## Task details:
Rewrite the records below, substituting "airline logo" for every occurrence of "eastern airline logo" and leaving everything else unchanged. Omit the pictures from your answer.

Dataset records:

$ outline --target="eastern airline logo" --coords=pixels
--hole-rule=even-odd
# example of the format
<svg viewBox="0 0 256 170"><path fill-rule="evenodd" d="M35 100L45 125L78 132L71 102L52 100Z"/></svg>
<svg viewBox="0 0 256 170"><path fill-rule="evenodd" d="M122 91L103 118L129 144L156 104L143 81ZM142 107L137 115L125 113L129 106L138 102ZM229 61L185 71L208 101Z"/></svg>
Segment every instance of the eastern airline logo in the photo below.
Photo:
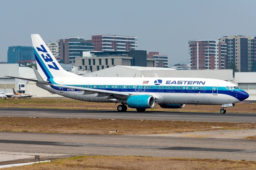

## Exercise answer:
$ outline --target="airline logo" --coords=pixels
--hole-rule=even-odd
# example of the format
<svg viewBox="0 0 256 170"><path fill-rule="evenodd" d="M35 100L45 125L78 132L71 102L52 100Z"/></svg>
<svg viewBox="0 0 256 170"><path fill-rule="evenodd" d="M122 91L103 118L129 144L156 104L143 81ZM142 107L137 115L125 113L129 106L138 102ZM229 61L185 71L208 101Z"/></svg>
Segment every instance of the airline logo in the photo below.
Photo:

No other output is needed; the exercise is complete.